** Start Data for processing **

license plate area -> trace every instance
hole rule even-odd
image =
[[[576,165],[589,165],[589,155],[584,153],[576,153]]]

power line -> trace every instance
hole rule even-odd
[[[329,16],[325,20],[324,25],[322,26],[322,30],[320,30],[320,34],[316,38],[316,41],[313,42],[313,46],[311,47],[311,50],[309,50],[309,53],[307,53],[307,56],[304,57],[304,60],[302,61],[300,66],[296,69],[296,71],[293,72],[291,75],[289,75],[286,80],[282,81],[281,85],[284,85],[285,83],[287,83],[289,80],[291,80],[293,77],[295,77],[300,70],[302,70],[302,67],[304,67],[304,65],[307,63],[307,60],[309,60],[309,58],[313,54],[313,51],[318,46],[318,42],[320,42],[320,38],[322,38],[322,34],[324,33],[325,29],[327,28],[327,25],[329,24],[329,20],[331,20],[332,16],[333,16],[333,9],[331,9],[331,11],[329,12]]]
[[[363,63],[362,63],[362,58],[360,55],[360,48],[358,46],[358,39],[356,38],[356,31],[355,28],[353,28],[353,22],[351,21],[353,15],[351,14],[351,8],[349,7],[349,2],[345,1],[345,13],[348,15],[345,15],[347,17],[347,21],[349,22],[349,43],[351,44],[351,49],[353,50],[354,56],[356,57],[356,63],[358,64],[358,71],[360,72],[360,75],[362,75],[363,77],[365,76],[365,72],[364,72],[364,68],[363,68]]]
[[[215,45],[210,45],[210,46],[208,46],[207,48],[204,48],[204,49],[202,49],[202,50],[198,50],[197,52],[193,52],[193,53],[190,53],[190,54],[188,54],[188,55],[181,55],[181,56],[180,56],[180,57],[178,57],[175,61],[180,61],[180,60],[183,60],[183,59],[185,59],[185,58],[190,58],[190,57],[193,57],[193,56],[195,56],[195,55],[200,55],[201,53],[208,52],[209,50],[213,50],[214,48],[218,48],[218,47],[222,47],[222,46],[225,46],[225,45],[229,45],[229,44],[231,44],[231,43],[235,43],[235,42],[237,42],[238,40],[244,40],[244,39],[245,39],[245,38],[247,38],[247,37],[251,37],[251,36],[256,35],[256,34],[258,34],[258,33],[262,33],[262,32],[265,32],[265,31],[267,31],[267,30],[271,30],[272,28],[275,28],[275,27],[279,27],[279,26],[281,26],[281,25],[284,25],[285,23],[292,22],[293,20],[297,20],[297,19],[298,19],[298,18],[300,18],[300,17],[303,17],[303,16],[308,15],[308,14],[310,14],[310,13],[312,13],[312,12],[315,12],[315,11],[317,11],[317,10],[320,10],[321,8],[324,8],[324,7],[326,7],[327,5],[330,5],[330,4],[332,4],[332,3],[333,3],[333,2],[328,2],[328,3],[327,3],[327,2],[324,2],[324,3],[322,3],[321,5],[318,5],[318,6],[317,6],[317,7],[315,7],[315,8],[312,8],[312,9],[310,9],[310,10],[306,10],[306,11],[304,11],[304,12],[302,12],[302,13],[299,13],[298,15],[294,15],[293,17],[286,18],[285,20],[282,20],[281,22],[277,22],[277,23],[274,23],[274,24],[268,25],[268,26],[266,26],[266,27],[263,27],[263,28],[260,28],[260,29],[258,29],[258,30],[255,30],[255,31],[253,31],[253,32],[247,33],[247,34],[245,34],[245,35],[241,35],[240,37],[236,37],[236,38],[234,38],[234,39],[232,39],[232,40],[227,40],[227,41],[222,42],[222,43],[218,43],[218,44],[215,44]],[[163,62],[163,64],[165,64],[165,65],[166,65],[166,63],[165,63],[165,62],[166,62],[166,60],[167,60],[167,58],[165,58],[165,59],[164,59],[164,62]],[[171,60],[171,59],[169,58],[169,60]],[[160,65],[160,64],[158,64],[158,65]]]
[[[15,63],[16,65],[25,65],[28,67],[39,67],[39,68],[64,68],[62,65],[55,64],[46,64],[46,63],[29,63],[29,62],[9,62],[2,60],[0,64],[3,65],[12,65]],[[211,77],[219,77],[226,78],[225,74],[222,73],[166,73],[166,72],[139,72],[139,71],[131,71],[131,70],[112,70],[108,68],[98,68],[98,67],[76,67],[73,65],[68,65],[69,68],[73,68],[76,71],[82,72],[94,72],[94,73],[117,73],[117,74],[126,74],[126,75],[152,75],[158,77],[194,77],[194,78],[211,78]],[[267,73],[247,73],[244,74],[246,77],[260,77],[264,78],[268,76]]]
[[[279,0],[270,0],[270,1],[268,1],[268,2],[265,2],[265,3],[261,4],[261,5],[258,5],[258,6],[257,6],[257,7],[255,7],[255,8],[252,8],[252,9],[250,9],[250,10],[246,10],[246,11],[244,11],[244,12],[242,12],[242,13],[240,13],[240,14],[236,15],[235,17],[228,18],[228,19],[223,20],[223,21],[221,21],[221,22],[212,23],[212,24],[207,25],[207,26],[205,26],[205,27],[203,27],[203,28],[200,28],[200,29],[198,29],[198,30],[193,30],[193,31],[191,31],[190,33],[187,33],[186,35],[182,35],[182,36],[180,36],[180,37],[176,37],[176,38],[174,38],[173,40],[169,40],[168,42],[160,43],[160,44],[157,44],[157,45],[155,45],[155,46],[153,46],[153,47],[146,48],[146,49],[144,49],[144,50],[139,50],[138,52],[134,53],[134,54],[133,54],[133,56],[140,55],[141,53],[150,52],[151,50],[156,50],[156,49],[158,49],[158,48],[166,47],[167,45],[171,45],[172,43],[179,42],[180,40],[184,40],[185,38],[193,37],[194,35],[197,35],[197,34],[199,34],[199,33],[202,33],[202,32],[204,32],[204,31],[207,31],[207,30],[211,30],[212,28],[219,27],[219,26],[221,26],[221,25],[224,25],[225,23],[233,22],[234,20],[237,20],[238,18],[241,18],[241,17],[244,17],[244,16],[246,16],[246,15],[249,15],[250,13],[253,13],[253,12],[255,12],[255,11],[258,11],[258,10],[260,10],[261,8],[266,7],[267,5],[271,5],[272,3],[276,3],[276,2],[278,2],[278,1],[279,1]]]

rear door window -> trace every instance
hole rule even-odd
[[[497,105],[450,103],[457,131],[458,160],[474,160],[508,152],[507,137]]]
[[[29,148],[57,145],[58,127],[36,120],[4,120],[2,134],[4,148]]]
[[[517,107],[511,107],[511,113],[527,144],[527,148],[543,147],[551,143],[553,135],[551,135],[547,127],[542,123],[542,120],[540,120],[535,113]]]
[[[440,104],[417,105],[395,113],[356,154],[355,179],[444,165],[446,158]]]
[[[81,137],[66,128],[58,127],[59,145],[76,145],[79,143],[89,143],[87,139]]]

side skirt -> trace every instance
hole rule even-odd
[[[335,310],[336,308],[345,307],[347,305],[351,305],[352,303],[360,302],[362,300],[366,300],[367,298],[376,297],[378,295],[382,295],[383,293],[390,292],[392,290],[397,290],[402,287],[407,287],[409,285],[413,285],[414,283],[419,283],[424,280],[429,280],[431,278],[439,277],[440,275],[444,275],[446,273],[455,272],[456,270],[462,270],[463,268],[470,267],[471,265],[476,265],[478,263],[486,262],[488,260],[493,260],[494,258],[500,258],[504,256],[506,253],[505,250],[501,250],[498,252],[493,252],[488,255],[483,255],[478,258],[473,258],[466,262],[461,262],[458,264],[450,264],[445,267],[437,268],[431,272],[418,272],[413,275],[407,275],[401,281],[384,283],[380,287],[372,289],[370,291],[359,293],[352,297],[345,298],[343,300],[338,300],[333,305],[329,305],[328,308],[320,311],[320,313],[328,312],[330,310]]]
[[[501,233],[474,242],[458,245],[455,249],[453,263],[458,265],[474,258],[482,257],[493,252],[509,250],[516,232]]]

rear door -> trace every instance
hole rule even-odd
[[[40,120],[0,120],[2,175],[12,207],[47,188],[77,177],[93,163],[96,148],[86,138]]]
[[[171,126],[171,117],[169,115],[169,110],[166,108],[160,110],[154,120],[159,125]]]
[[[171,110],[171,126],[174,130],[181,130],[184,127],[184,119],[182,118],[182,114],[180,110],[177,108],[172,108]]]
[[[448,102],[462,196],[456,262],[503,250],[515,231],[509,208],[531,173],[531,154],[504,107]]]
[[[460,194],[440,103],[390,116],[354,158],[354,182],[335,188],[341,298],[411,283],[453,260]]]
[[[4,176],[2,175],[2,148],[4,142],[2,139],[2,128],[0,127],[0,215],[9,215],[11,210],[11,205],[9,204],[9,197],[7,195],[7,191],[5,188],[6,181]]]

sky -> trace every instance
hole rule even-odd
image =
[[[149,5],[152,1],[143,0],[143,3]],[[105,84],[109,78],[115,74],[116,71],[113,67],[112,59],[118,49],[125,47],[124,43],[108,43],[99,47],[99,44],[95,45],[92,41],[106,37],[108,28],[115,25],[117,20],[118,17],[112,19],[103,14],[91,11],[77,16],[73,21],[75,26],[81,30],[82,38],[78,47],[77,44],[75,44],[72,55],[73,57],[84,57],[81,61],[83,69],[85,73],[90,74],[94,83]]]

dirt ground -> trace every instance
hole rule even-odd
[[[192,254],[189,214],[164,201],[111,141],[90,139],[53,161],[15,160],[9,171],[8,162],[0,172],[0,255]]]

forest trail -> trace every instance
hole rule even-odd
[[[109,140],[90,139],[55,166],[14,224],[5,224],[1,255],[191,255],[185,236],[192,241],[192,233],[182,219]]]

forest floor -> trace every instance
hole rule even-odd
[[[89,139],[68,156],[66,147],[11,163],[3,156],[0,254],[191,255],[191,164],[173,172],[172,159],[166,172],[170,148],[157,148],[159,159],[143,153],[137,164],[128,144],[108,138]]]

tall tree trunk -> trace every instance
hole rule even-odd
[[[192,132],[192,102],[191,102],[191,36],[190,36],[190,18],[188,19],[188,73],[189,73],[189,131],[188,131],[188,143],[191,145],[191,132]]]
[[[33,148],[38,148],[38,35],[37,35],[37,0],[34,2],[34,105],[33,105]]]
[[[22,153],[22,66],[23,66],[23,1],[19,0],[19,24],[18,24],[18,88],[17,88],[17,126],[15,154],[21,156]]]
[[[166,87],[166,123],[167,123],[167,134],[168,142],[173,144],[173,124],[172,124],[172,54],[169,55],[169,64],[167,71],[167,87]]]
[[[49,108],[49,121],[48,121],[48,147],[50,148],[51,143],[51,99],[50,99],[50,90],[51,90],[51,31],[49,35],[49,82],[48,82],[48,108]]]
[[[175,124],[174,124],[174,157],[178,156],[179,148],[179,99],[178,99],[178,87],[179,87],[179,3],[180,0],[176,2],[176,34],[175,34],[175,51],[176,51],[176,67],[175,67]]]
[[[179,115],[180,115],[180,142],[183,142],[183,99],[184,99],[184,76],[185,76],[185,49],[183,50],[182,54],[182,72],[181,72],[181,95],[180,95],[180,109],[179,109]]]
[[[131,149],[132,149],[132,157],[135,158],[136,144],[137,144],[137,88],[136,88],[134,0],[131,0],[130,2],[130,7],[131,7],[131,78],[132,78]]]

** End Data for processing **

§ **The problem**: Copy each line exactly, from the line containing "dirt ground -> trace every instance" down to the last line of the material, and no other lines.

§ **Expected output**:
dirt ground -> trace every instance
hole rule even-odd
[[[192,254],[189,214],[164,201],[111,141],[90,139],[53,161],[15,160],[9,171],[8,162],[0,172],[0,255]]]

forest trail -> trace every instance
hole rule even-odd
[[[109,140],[90,139],[55,166],[14,224],[5,224],[1,255],[191,255],[185,236],[192,241],[192,233],[182,219]]]

forest floor -> trace every instance
hole rule even-odd
[[[89,139],[68,156],[66,147],[11,163],[3,156],[0,254],[191,255],[191,164],[173,172],[172,159],[166,172],[170,148],[157,148],[159,159],[143,153],[137,164],[128,144],[108,138]]]

tall tree trunk -> trace every instance
hole rule even-odd
[[[192,132],[192,102],[191,102],[191,36],[190,36],[190,18],[188,19],[188,73],[189,73],[189,131],[188,131],[188,143],[191,145],[191,132]]]
[[[33,148],[38,148],[38,35],[37,35],[37,0],[34,2],[34,105],[33,105]]]
[[[22,153],[22,66],[23,66],[23,1],[19,0],[19,24],[18,24],[18,88],[17,88],[17,126],[15,154],[21,156]]]
[[[166,87],[166,123],[167,123],[167,134],[168,142],[173,144],[173,124],[172,124],[172,54],[169,55],[169,64],[167,71],[167,87]]]
[[[49,108],[49,121],[48,121],[48,147],[50,148],[51,143],[51,99],[50,99],[50,90],[51,90],[51,31],[49,35],[49,82],[48,82],[48,108]]]
[[[175,124],[174,124],[174,157],[178,156],[179,148],[179,99],[178,99],[178,87],[179,87],[179,3],[180,0],[176,2],[176,34],[175,34],[175,51],[176,51],[176,67],[175,67]]]
[[[179,115],[180,115],[180,142],[183,142],[183,99],[184,99],[184,76],[185,76],[185,49],[183,50],[182,54],[182,72],[181,72],[181,95],[180,95],[180,109],[179,109]]]
[[[131,149],[132,149],[132,157],[135,158],[136,144],[137,144],[137,88],[136,88],[134,0],[131,0],[130,2],[130,7],[131,7],[131,78],[132,78]]]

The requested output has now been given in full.